WHAT THE TASK ASKS:
Collect each line of the records containing the string "microwave".

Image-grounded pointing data
+-------+

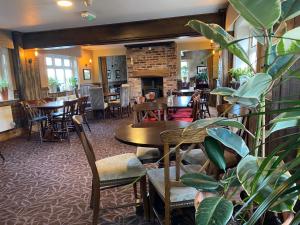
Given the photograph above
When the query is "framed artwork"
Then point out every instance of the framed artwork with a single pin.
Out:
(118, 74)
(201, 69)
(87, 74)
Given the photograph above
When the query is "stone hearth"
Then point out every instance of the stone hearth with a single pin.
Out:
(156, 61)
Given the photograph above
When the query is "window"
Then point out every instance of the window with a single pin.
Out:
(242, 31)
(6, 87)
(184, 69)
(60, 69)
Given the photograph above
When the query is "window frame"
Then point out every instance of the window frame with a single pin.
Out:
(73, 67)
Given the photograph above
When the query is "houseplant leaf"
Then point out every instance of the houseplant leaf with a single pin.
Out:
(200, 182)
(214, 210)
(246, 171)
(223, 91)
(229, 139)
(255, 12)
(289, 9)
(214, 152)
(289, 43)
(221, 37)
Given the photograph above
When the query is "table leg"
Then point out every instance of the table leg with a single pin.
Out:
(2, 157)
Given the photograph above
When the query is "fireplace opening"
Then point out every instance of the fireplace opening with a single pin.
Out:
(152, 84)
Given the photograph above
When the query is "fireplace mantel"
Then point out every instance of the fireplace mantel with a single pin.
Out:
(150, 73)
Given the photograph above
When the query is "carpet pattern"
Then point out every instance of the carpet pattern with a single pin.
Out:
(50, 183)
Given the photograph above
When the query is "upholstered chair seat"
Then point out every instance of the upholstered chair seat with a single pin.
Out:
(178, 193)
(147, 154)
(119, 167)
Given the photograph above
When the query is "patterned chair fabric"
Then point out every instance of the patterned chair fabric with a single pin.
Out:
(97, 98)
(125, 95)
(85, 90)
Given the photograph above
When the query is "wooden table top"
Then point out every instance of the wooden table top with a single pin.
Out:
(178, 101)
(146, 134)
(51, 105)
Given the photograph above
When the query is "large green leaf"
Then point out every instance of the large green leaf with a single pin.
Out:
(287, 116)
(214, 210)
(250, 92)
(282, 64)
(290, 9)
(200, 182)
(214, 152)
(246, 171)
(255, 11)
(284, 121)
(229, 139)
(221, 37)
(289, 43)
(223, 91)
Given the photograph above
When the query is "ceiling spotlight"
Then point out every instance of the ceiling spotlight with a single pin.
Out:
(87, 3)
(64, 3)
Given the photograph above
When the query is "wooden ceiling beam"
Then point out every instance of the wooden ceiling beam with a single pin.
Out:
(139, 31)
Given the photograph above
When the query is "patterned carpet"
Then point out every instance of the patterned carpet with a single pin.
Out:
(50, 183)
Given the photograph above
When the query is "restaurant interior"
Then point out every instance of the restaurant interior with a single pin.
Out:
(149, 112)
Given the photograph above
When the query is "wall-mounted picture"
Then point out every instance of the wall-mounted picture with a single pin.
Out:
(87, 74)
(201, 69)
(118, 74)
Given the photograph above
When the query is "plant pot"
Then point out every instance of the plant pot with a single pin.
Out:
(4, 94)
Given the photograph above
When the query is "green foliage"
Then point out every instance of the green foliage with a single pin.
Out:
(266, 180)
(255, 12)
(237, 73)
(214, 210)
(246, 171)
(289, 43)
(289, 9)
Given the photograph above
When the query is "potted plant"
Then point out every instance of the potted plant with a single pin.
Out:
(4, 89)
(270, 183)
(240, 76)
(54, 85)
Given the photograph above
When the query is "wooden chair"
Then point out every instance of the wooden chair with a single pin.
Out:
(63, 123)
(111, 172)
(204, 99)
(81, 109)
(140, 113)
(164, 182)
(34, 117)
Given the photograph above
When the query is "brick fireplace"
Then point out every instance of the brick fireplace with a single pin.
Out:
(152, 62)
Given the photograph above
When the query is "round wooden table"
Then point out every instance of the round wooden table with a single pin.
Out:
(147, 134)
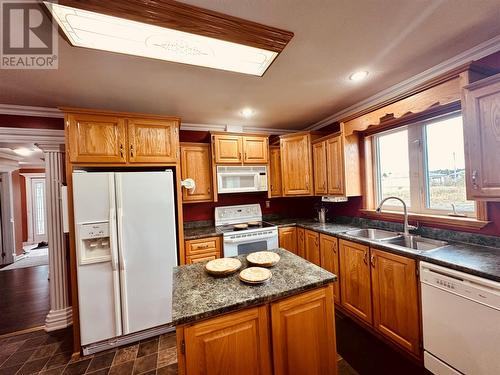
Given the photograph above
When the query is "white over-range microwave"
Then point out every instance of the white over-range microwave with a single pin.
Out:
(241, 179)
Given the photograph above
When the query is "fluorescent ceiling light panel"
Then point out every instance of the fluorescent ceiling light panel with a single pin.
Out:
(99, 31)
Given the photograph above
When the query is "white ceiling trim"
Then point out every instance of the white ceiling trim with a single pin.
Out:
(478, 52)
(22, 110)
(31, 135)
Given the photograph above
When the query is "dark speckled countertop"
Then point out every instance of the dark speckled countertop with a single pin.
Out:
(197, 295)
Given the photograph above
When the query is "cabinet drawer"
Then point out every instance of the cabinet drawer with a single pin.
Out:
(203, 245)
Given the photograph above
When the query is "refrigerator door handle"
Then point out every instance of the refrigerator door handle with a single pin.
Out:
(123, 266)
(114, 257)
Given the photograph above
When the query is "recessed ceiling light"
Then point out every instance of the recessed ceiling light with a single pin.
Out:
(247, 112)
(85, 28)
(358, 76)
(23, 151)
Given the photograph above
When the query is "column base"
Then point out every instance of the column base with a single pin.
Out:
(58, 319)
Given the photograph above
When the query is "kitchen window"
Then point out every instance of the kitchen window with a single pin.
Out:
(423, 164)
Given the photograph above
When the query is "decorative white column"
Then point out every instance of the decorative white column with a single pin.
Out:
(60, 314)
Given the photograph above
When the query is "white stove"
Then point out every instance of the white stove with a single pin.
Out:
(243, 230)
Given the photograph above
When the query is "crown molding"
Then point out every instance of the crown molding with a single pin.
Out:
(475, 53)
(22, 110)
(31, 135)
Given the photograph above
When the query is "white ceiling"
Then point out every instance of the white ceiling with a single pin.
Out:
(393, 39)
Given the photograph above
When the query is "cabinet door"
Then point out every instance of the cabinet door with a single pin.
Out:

+-------+

EXERCISE ANSWER:
When the query is "white over-range microwave"
Then point out every instance of the white over-range microwave with a single pin.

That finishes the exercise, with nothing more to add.